Begin Material for this exercise
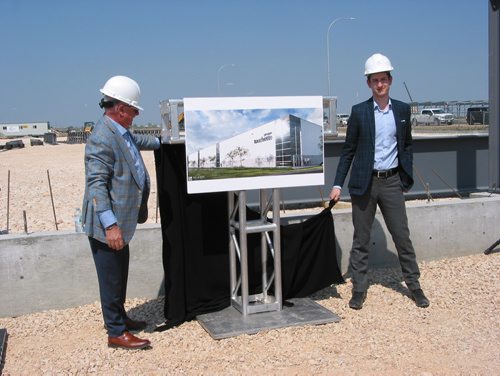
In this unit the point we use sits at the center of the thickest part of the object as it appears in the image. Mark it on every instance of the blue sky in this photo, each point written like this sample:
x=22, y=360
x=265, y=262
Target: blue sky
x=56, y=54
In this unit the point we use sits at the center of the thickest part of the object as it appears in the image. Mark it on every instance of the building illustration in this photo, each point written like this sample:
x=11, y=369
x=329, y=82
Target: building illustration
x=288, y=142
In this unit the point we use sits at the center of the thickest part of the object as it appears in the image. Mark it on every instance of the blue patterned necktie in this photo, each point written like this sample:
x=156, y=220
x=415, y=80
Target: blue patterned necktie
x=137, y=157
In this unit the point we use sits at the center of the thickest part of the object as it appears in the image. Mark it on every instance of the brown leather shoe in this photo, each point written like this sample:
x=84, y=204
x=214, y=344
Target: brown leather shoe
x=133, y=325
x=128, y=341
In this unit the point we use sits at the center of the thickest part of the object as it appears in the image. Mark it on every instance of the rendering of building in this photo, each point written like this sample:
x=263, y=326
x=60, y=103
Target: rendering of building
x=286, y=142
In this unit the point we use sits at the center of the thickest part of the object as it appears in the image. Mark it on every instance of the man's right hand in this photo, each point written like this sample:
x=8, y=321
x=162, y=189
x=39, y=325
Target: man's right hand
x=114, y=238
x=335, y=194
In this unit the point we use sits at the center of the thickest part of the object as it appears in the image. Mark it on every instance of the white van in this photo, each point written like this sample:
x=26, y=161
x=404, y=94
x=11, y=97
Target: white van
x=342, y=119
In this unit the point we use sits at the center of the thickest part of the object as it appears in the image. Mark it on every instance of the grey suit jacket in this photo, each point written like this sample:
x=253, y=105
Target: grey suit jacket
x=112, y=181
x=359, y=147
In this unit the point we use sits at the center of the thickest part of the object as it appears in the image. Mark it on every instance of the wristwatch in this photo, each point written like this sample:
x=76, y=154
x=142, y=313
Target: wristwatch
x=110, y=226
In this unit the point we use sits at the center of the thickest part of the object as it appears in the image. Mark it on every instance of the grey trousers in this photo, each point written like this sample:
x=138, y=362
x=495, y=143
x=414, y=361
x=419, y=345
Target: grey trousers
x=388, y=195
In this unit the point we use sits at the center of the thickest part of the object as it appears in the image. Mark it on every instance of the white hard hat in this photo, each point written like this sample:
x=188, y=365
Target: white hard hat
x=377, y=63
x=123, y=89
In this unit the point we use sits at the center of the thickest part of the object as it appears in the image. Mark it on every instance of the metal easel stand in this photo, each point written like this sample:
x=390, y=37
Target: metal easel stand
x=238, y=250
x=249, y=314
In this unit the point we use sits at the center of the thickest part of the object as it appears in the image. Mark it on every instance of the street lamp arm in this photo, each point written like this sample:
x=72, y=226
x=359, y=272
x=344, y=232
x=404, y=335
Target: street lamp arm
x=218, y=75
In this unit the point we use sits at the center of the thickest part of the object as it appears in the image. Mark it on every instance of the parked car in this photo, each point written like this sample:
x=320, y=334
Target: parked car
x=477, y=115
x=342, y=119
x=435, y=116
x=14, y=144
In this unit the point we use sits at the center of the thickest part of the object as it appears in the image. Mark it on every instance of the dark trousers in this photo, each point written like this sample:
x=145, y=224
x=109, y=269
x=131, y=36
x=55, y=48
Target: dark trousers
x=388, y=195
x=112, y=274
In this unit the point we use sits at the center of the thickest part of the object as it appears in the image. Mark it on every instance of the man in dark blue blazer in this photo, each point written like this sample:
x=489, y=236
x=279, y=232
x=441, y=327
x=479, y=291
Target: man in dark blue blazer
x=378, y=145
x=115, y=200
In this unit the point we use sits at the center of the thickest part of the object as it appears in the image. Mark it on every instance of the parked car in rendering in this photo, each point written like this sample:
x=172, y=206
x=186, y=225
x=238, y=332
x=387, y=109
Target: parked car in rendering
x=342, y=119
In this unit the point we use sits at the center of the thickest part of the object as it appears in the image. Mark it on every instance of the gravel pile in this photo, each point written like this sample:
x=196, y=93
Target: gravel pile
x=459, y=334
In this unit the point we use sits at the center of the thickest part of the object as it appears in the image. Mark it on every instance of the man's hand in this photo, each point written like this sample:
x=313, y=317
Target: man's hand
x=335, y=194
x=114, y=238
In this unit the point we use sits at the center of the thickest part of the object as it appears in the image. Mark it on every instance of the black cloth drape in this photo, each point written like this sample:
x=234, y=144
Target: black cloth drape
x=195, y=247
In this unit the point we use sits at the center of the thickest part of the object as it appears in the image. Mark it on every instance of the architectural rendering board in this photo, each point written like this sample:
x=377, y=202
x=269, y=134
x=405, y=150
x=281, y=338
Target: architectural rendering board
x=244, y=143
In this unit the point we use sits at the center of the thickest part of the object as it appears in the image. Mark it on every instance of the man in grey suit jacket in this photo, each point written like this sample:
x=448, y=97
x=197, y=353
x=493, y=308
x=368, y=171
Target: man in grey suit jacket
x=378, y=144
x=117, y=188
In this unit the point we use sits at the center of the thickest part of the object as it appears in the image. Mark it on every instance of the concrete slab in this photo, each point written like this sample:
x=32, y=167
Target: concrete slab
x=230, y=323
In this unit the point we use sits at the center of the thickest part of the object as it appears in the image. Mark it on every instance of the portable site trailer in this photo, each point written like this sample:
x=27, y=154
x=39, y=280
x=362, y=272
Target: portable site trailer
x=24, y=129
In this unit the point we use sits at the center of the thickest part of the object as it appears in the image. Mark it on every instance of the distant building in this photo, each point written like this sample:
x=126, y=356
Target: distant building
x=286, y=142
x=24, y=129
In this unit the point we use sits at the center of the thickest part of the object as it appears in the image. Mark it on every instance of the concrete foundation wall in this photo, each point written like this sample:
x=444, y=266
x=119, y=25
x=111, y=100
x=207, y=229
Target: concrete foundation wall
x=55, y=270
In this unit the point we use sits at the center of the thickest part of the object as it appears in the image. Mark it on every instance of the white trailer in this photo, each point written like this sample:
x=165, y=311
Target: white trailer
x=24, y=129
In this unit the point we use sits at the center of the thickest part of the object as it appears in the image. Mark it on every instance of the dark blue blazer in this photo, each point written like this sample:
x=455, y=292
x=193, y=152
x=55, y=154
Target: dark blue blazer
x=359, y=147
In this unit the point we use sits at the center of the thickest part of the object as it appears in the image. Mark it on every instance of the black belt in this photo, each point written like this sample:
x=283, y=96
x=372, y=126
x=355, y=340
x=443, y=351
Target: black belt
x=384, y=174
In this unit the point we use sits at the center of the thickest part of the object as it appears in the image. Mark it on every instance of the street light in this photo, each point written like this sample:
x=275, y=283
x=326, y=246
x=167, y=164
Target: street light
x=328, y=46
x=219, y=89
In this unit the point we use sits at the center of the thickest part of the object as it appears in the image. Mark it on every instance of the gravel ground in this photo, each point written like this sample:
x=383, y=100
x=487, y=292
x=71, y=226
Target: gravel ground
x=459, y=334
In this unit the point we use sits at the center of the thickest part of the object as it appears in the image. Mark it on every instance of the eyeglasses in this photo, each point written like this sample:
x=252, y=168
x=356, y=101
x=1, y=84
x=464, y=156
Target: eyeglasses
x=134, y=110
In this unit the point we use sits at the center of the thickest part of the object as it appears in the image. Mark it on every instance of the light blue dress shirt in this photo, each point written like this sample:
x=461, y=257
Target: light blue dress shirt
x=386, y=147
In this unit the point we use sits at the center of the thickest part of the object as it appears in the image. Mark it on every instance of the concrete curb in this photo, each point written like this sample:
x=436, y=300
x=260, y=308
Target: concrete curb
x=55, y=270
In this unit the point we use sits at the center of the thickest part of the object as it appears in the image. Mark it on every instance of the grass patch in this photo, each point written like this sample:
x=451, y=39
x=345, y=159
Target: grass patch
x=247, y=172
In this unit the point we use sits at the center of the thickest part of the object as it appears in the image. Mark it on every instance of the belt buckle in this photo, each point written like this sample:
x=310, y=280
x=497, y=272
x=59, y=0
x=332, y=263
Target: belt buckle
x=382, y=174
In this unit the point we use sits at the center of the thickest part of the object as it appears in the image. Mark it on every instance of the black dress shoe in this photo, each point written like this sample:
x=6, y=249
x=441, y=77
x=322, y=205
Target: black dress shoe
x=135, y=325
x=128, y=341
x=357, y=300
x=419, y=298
End Material for this exercise
Begin Material for this exercise
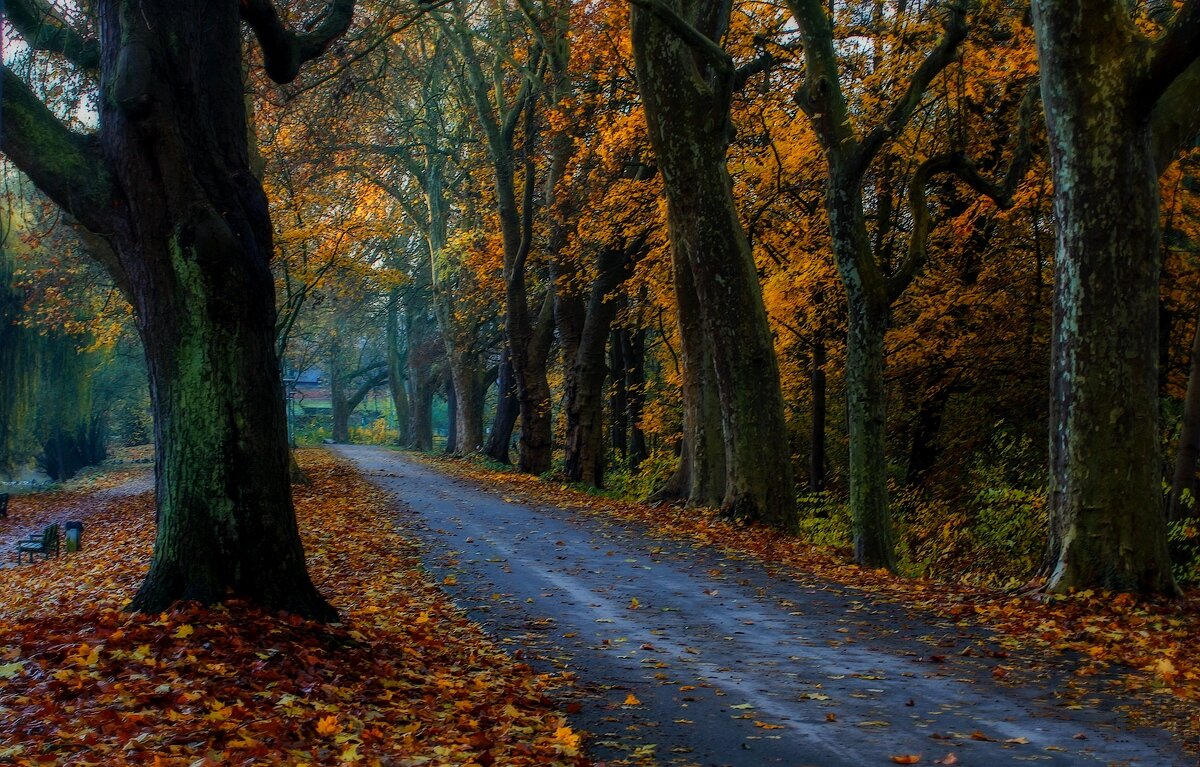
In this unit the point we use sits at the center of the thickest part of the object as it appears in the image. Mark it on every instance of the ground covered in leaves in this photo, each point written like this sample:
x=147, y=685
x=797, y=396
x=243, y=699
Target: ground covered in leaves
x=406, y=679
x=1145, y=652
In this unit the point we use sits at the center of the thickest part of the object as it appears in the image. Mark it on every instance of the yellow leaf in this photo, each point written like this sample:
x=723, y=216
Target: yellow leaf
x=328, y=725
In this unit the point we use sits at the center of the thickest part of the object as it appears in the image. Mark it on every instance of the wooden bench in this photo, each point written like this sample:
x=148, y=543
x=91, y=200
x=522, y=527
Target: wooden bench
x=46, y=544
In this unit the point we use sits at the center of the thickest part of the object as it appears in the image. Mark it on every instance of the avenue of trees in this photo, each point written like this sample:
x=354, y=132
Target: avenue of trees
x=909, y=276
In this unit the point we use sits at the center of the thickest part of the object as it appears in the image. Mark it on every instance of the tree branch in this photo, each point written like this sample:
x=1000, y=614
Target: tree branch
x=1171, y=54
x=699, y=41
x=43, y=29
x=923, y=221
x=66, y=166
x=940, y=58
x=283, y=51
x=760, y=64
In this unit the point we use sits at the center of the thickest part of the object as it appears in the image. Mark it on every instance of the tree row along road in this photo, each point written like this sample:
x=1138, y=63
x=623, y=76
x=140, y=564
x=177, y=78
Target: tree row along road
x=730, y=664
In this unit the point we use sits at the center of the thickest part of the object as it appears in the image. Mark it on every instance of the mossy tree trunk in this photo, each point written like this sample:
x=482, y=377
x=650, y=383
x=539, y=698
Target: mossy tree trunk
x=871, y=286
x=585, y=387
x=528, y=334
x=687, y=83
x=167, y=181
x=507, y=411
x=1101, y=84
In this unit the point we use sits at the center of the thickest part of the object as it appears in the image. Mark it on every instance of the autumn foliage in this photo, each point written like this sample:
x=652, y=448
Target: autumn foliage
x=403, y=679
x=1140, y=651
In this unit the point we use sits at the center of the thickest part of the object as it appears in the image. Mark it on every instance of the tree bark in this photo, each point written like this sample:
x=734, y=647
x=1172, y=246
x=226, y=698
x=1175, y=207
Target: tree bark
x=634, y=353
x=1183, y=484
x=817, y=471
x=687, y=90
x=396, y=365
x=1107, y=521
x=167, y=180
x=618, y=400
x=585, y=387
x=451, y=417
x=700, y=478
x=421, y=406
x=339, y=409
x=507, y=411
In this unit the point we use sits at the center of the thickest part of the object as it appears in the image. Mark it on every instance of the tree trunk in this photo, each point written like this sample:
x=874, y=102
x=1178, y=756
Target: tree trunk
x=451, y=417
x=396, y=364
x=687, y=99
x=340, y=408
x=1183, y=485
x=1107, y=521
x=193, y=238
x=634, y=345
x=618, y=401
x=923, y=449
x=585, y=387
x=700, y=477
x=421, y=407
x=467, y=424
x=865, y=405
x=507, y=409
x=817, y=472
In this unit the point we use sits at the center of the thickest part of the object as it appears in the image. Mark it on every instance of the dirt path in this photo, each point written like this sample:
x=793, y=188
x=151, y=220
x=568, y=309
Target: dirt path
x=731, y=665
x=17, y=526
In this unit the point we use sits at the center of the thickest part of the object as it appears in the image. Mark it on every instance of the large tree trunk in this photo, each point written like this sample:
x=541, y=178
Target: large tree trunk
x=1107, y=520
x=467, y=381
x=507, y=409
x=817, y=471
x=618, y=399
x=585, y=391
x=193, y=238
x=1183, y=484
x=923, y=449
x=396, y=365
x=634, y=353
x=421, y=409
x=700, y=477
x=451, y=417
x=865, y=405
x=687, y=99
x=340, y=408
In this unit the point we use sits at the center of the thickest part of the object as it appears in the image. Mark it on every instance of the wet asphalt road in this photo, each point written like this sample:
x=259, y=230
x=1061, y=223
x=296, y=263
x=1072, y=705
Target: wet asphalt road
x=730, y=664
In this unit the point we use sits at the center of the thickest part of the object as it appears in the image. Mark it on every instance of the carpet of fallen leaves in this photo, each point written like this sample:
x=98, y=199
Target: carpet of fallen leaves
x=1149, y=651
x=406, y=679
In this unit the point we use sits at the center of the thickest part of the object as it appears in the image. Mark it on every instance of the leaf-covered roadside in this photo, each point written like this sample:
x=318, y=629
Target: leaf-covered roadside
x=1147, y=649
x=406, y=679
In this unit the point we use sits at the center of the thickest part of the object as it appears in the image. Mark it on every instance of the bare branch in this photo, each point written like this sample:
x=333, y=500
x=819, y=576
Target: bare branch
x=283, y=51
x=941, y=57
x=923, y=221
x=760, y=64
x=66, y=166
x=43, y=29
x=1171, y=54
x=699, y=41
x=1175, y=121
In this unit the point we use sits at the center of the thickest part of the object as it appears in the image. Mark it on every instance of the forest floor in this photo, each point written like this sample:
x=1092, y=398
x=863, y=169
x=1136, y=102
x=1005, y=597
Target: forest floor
End Material for this exercise
● **Exercise prompt**
Change "bare branch" to "leafless branch" in the records, from the line with "of the leaf-covered" to the line with "x=1175, y=121", and give only those lines back with nothing else altered.

● **Answer below**
In this unit the point we use sits at the center of the thickest part of the object as it appears in the image. Mark it on every instance of the leaf-covered roadside in this photo, each point written like this sample:
x=318, y=629
Target: leaf-covered roadside
x=1147, y=649
x=406, y=679
In this unit the point we use sits at the center of the thickest part of the object as it appears in the image. Mark it on every instance of the leafless branch in this photo, each point written like this sample:
x=333, y=500
x=819, y=576
Target: leafless branch
x=283, y=51
x=941, y=57
x=923, y=221
x=760, y=64
x=66, y=166
x=43, y=29
x=1171, y=54
x=699, y=41
x=1175, y=121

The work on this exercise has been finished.